In the previous two articles, we explored the different steps of a clinical workflow. The first post covered the automated analysis that creates a VarSeq project. While the second post covered the interpretation steps and generation of a clinical report. These posts illustrated the ease with which these complex tasks can be carried out. Today we’ll dig a little bit deeper to see the steps and configuration that make this such an easy and repeatable task.
The workflow is broken into a couple different scripts based on the software that is used. In this example, the first script watches for the presence of the input files. When all the inputs are present it starts a second script to process this batch of samples. The batch script handles the automated steps that we covered in part one of this series. Once this script is complete we will have the completed VarSeq project which we can pass off to the lab tech to start the process outlined in part two of this series.
The watch script is a simple bash script. It watches a predetermined input directory. When the files in the directory change it checks to see if all of the required files for the pipeline script are present. The script can be set up as a service or daemon that continually watches the input directory. If the watched directory is available as a shared drive on the local network, the sequencer can copy the data to drive as soon as it finishes the run. The only other required input is the sample information.
The sample information is passed into VarSeq as a CSV text file. The sample information may include phenotypes or target genes to do phenotype based gene ranking or other parametrization of the VarSeq project. Additionally the sample information may include patient details such as the diagnostic tests performed, the ordering physician, and medical record numbers. This is used to fill in all of the relevant details in the sample report. To automate this step the information can be pulled from an EMR or LIMS system. Otherwise it will need to be created by hand. The only other required inputs are the BCL or FASTQ files from the sequencer. After all the prerequisites are complete, the watch script will start the pipeline script with the inputs.
The pipeline script takes the input and output directories as arguments. From the input directory it selects the input FASTQs based on a predetermined naming convention. These inputs are then threaded through the Sentieon pipeline steps of alignment, deduplication, BSQR, indel realignment, and variant calling. Each of these steps has it’s own command in the bash batch script. Since each command is separate, each one has it’s own set of parameters which can be adjusted. This allows for fine tuning of the pipeline when it is being set up and validated. The final step of the script calls vspipeline. This combines the VCFs and BAMs from Sentieon, the sample attributes file, and the VarSeq project template to create a VarSeq project. This step calls CNVs and runs all of the desired annotations and algorithms so that the created project is ready for the lab tech to start QC analysis. This finalized project can be copied to a shared network location so that the lab tech can easily find and open it on their PC.
Putting it All Together
Creating the pipeline scripts and setting them up so that they run automatically is a complex task. It requires Linux administration and bioinformatics experience, as well as an understanding of the VSPipeline and Sentieon tools. While all the tools are well documented, it can be a significant investment to get up to speed on all the different parameters and their nuances. Therefore, we provide setup and installation as a service to help our customers get up to speed quickly and efficiently. If you would like help setting up your automated pipeline don’t hesitate to reach out. Setting up all the scripts to run automatically is a huge win for the lab. It means that the day to day users of the pipeline do not need to have any command-line experience. Instead, they can start the sequencer with the comforting knowledge that a VarSeq project is on the way.

══════════════════════════════

◆ EXERCISE AIM
In the pipeline article, what file format carries the sample information into VarSeq? The records play no part in this exercise.

══════════════════════════════

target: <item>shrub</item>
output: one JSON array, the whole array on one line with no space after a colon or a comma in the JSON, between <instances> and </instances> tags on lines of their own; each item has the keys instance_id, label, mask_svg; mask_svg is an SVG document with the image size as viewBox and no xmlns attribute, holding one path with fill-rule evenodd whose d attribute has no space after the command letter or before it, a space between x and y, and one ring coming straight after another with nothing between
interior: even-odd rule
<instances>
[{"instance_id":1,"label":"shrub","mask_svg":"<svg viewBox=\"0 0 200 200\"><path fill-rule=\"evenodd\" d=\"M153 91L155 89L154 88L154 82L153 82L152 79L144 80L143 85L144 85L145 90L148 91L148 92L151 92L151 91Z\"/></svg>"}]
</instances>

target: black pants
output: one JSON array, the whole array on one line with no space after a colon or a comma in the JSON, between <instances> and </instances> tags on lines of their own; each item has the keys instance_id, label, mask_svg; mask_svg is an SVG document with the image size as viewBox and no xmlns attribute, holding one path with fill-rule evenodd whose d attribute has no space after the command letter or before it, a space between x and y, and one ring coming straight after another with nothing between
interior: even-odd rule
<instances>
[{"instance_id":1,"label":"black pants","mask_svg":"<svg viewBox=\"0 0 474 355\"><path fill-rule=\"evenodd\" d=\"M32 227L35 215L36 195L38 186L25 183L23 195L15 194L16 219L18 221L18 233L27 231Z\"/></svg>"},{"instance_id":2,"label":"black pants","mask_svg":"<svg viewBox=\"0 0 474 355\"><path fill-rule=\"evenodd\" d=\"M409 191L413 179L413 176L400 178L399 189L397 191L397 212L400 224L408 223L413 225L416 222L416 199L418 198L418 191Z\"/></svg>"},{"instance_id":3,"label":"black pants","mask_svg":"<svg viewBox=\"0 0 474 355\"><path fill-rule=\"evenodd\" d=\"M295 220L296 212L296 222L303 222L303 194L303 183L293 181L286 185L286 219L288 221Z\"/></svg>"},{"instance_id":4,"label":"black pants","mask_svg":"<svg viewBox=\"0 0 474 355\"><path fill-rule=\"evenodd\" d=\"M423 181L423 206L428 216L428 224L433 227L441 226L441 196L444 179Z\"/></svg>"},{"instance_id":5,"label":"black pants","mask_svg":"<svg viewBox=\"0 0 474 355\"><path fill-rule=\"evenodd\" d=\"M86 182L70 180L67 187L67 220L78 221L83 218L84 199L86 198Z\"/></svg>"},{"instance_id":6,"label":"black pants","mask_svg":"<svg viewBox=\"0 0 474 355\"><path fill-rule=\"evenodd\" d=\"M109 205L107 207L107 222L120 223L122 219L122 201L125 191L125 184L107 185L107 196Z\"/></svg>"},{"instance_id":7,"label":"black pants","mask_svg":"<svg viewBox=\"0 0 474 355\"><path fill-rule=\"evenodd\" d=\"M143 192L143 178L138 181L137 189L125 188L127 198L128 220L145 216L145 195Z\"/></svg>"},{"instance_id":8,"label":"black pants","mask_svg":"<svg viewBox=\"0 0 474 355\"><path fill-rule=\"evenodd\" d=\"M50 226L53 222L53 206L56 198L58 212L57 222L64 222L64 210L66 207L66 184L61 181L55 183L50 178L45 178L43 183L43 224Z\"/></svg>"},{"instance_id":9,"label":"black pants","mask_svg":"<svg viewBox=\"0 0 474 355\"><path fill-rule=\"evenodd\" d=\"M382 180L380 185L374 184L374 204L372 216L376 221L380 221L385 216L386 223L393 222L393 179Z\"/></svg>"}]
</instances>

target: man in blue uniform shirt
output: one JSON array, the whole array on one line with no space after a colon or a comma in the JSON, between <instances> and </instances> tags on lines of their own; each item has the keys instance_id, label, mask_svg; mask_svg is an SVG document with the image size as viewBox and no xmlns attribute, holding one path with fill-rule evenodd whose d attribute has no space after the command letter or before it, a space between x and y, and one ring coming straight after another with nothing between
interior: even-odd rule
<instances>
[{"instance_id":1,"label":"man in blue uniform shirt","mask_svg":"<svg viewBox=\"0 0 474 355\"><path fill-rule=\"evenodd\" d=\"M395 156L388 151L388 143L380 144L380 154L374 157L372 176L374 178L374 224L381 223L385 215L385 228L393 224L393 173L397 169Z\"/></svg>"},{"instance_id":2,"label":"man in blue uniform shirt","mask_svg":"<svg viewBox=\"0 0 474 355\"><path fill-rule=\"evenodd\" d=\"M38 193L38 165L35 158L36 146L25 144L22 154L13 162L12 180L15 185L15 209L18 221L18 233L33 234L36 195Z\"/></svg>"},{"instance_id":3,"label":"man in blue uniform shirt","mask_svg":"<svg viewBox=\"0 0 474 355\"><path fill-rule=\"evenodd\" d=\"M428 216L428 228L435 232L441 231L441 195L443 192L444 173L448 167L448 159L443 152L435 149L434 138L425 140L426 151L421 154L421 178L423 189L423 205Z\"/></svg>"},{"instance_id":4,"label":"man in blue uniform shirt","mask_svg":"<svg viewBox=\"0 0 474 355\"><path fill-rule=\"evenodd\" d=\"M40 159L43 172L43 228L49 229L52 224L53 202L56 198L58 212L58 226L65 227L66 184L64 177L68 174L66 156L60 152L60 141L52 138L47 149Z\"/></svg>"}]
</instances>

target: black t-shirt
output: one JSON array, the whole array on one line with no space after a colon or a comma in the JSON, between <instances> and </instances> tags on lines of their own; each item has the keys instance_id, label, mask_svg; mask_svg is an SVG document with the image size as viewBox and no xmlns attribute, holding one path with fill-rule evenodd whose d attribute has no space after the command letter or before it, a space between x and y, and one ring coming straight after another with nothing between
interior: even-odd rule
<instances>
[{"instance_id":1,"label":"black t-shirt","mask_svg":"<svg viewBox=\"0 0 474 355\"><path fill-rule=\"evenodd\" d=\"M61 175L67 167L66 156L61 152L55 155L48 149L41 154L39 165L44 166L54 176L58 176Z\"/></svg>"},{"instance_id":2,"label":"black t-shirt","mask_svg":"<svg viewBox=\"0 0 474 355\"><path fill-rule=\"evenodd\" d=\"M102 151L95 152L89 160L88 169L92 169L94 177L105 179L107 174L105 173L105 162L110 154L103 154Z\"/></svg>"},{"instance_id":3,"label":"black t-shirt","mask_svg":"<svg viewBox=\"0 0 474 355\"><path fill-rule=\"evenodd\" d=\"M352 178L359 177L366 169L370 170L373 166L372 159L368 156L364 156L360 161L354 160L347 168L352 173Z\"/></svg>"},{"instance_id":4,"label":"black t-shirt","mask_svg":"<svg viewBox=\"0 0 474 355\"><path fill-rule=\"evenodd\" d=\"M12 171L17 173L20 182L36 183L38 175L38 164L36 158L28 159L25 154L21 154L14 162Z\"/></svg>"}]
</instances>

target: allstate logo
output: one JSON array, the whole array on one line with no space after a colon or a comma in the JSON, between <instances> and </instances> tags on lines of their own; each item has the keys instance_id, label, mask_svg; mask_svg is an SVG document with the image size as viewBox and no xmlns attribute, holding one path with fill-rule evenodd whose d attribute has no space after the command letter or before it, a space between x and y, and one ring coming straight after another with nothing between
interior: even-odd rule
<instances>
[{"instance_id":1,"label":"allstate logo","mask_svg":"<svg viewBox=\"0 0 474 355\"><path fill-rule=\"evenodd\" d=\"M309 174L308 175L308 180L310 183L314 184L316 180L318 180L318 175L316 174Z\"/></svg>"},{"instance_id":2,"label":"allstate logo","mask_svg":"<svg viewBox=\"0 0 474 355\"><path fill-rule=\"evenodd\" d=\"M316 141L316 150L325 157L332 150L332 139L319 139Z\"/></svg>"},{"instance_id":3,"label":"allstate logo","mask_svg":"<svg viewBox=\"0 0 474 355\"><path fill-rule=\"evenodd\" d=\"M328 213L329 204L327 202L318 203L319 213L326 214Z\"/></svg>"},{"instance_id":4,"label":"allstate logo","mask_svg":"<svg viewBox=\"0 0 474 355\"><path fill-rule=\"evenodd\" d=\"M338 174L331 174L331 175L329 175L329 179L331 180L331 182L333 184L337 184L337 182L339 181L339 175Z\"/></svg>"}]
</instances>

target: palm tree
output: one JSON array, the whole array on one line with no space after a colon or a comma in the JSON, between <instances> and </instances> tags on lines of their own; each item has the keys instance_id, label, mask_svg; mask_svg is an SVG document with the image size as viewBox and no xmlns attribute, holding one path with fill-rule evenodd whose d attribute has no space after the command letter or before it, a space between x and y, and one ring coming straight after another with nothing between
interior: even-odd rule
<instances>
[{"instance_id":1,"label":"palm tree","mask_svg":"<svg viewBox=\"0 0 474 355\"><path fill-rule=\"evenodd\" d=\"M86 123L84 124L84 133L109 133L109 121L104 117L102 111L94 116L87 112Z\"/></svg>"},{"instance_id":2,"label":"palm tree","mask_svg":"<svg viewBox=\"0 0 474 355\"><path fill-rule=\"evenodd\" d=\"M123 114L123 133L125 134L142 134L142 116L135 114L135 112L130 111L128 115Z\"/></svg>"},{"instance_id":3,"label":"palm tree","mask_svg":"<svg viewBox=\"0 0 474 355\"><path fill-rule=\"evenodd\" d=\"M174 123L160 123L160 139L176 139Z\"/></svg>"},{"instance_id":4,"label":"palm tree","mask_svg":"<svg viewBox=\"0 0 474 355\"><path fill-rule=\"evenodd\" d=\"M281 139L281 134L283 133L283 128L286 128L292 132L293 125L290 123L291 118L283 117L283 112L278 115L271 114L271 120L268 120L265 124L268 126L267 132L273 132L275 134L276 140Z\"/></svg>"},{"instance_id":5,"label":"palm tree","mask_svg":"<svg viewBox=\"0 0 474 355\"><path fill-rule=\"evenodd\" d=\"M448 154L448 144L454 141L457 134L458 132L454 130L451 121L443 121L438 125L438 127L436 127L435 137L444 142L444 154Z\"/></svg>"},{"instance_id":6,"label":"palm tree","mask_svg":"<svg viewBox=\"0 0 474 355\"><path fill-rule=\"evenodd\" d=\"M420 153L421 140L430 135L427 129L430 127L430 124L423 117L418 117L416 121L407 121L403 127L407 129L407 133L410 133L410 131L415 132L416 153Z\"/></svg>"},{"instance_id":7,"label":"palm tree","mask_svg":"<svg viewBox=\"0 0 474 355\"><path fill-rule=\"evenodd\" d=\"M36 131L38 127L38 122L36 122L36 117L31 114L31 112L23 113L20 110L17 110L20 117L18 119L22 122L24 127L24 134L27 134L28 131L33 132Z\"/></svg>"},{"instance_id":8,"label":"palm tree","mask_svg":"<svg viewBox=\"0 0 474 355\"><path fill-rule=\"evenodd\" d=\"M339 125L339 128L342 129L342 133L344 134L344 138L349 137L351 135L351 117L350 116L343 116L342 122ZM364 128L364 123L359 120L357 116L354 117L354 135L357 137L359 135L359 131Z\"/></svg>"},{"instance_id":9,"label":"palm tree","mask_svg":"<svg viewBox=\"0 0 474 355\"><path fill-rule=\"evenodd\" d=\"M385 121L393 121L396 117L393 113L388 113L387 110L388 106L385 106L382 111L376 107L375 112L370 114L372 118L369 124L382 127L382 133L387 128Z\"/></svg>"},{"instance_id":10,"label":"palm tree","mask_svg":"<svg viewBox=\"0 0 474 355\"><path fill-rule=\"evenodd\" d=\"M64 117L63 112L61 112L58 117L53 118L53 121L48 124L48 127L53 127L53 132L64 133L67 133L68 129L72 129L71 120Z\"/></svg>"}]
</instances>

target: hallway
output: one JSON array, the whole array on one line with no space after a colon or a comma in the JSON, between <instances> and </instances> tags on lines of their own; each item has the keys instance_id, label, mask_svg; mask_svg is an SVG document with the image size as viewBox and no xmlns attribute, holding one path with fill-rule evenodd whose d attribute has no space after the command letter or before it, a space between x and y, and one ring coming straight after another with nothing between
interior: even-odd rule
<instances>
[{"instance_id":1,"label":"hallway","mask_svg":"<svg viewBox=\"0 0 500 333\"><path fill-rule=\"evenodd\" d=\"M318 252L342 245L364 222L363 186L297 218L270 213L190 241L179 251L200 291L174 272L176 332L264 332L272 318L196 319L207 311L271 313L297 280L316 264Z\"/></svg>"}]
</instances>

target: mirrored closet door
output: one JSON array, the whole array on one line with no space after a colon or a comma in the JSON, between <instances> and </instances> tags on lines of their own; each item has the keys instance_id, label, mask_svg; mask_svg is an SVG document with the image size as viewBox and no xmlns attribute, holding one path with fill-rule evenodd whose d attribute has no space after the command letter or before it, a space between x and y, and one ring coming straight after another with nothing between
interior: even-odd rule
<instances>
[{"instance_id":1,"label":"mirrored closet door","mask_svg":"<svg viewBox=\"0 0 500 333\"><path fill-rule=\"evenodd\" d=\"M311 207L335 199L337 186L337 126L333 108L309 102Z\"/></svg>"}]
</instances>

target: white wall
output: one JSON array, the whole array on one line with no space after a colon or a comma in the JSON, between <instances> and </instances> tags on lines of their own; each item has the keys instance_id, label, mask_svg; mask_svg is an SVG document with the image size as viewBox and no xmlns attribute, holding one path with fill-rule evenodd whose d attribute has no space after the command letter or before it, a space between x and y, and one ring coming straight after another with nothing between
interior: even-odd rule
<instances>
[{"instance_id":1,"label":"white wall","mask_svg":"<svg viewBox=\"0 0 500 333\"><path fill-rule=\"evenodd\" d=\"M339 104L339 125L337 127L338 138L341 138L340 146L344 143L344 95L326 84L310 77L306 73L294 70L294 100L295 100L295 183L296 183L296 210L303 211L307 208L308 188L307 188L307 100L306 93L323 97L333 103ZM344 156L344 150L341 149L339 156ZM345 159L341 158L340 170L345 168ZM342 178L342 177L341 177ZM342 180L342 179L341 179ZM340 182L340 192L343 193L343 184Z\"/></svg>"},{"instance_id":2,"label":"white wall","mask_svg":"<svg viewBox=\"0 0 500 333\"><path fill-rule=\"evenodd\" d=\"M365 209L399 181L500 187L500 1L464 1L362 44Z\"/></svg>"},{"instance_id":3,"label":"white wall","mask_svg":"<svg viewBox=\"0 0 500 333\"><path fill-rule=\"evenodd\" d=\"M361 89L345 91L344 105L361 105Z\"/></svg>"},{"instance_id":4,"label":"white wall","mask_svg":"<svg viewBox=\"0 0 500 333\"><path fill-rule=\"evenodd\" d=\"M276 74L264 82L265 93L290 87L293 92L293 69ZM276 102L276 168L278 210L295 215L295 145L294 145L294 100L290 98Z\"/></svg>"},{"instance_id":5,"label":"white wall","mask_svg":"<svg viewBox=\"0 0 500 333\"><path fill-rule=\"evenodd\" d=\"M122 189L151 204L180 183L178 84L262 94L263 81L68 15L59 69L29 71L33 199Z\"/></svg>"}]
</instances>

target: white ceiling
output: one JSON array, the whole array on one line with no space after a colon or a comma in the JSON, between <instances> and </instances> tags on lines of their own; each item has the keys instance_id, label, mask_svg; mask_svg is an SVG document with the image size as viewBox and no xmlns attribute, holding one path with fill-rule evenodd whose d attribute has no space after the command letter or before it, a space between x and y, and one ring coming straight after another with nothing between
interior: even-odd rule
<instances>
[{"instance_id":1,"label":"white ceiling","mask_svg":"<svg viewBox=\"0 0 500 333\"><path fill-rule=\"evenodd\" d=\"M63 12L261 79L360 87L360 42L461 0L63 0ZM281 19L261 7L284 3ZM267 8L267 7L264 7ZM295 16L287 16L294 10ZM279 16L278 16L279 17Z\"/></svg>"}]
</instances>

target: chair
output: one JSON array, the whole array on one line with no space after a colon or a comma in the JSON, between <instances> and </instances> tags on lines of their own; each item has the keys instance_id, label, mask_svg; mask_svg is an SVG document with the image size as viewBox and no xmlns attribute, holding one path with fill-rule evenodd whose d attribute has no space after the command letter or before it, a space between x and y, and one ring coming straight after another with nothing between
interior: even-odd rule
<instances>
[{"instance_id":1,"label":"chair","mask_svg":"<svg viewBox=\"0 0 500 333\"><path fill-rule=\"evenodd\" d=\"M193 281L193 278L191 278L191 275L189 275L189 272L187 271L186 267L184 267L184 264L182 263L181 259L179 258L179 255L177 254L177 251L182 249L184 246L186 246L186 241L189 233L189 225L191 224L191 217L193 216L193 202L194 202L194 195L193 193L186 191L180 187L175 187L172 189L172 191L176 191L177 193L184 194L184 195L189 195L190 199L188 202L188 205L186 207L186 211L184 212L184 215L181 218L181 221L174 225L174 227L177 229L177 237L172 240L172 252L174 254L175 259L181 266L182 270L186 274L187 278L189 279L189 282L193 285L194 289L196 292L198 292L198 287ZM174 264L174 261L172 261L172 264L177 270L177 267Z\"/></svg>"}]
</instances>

══════════════════════════════

◆ PROBLEM SOLUTION
A CSV text file.